Word for word, restate the entries that follow.

BEGIN

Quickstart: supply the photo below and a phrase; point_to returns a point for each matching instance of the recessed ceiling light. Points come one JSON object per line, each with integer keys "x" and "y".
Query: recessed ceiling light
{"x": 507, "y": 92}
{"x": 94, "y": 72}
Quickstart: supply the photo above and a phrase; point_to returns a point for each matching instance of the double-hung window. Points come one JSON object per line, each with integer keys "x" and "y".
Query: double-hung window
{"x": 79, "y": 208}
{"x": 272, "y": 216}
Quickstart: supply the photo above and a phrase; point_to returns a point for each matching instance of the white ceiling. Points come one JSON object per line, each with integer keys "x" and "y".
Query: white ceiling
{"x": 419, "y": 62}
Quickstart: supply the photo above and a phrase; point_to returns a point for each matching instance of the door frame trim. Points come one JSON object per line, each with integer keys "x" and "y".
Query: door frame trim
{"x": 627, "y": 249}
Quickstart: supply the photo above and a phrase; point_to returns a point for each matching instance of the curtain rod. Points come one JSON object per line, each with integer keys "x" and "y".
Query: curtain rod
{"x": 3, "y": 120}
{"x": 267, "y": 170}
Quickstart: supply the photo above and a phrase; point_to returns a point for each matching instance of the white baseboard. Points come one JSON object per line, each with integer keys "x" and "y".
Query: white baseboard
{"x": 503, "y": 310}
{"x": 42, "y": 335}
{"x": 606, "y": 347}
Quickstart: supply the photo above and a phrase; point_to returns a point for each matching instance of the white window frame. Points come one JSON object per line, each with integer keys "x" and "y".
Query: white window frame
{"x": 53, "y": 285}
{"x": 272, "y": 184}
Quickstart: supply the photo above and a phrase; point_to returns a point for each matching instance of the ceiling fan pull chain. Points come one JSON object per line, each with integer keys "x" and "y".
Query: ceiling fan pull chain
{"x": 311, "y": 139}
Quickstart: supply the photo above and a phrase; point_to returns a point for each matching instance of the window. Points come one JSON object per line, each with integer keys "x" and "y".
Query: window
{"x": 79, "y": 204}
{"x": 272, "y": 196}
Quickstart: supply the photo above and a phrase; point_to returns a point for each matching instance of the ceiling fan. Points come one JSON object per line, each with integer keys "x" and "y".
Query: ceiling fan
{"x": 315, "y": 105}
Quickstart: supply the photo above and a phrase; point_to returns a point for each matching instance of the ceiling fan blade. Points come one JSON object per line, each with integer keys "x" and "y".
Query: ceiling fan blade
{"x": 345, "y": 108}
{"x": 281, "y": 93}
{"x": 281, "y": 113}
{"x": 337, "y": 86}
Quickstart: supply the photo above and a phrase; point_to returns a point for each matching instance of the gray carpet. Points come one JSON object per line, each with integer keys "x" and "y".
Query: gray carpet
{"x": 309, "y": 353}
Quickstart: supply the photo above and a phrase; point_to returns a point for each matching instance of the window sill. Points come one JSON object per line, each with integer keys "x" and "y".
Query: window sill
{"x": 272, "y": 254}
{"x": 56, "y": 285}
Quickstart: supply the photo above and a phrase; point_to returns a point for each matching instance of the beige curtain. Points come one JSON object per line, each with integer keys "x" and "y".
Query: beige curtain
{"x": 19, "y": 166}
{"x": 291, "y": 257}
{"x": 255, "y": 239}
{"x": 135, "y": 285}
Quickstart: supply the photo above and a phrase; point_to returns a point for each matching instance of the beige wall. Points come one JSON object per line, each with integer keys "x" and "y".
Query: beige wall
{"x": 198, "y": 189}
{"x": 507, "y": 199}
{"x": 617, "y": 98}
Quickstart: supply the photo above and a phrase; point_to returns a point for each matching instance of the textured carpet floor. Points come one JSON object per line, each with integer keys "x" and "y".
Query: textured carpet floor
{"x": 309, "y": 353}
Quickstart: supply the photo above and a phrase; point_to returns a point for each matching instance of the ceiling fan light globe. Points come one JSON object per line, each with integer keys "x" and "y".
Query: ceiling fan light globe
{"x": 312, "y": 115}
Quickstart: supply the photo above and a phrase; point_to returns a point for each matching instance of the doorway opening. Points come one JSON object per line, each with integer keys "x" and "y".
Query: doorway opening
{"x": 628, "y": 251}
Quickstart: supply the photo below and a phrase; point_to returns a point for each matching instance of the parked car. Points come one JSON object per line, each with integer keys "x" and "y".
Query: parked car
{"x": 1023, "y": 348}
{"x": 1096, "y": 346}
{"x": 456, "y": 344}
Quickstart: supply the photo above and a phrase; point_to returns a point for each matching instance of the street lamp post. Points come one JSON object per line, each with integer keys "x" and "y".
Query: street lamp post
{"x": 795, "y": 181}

END

RESPONSE TO THE TASK>
Quickstart: supply the photo below and a phrase; point_to returns a point for each matching instance of the recessed ceiling light. Points come one JSON object per line, each with integer keys "x" and "y".
Query: recessed ceiling light
{"x": 507, "y": 92}
{"x": 94, "y": 72}
Quickstart: supply the photo above and a phrase; point_to returns a point for each matching instance of the double-hung window. Points come one JSON object per line, each with integer keys "x" and "y".
Query: double-hung window
{"x": 79, "y": 208}
{"x": 272, "y": 216}
Quickstart: supply the photo above and a phrase; point_to returns a point for each matching instance of the white ceiling. Points come one JSON object per line, each with integer keys "x" and "y".
Query: white ceiling
{"x": 419, "y": 62}
Quickstart: supply the photo above and a phrase; point_to returns a point for each matching instance of the door frame trim. Points come one JSON object per line, each with integer keys "x" and "y".
Query: door frame trim
{"x": 627, "y": 249}
Quickstart: supply the photo above and a phrase; point_to returns a point for each matching instance of the curtain rod. Points come one JSON object per line, each with integer keys "x" and "y".
Query: curtain rod
{"x": 3, "y": 120}
{"x": 267, "y": 170}
Quickstart: supply the photo above and a phrase; point_to returns a point for each matching instance of the white baseboard. Points come one JSON object per line, each with integer keys "x" and "y".
Query: white baseboard
{"x": 503, "y": 310}
{"x": 42, "y": 335}
{"x": 606, "y": 347}
Quickstart: supply the photo above and a phrase; point_to returns a point for each matching instance of the white window frame. Points come one JSON object per line, each with integer keys "x" and "y".
Query: white window frame
{"x": 53, "y": 285}
{"x": 272, "y": 184}
Quickstart: supply the photo above and a phrase; point_to returns a point for each matching instance of the ceiling fan pull chain. Points come one JSON object per line, each with integer keys "x" and "y".
Query: ceiling fan pull chain
{"x": 311, "y": 139}
Quickstart: supply the photo above and a phrase; point_to returns a point for each matching instance of the window. Points come one JSON object per line, each with integer keys "x" and "y".
Query: window
{"x": 79, "y": 204}
{"x": 272, "y": 196}
Quickstart: supply the photo above and a phrase; point_to returns a point for each matching instance of the ceiling fan. Points come one JSON object per line, each with integer keys "x" and "y".
Query: ceiling fan
{"x": 315, "y": 105}
Quickstart: supply the photo above and a phrase; point_to returns a point for each matching instance of the ceiling fan blade. Points come one JSON object per line, each with integer keys "x" and "y".
Query: ceiling fan blade
{"x": 345, "y": 108}
{"x": 281, "y": 93}
{"x": 281, "y": 113}
{"x": 337, "y": 86}
Quickstart: supply the photo above and a phrase; point_to returns a point for each matching instance of the gray carpet. Points come one JSON object per line, each with integer keys "x" and "y".
Query: gray carpet
{"x": 309, "y": 353}
Quickstart: supply the photo above and a phrase; point_to returns a point for each matching instance of the window sill. Points come one JSON object per line, each with integer keys "x" and "y".
Query: window sill
{"x": 272, "y": 254}
{"x": 56, "y": 285}
Quickstart: supply the photo above and a phrase; point_to returns a point for each matching instance of the beige curtain. Points come one JSON object per line, each with integer keys "x" and "y".
Query: beige curtain
{"x": 19, "y": 166}
{"x": 291, "y": 257}
{"x": 255, "y": 239}
{"x": 135, "y": 285}
Quickstart: supply the photo above and a phrase; point_to returns a point for each matching instance of the beige wall. Points come one JSON object per line, each with integer keys "x" and "y".
Query: beige wall
{"x": 198, "y": 189}
{"x": 507, "y": 199}
{"x": 617, "y": 98}
Quickstart: supply the photo above and a phrase; point_to returns a point for each matching instance of the textured carpet floor. Points come one JSON object per line, each with integer keys "x" and "y".
Query: textured carpet floor
{"x": 309, "y": 353}
Quickstart: supply the photo above and a phrase; point_to returns a point for each matching instance of the ceiling fan light globe. Points come one JSON object per line, each with integer keys "x" and "y".
Query: ceiling fan light globe
{"x": 312, "y": 115}
Quickstart: supply the photo above and a phrase; point_to returns a point for each matching instance of the doorway opening. Points come one JSON object per line, each with integer keys "x" and "y".
Query: doorway opening
{"x": 628, "y": 251}
Quickstart: supply the photo below and a phrase; point_to returns a point for each matching instance of the parked car. Points come one JSON object per line, each with integer keys "x" and "y".
Query: parked car
{"x": 1023, "y": 348}
{"x": 1096, "y": 346}
{"x": 456, "y": 344}
Quickstart: supply the photo above and a phrase; point_to returns a point for each matching instance of the street lamp post. Points come one JSON object per line, each with integer keys "x" and "y".
Query: street lamp post
{"x": 795, "y": 181}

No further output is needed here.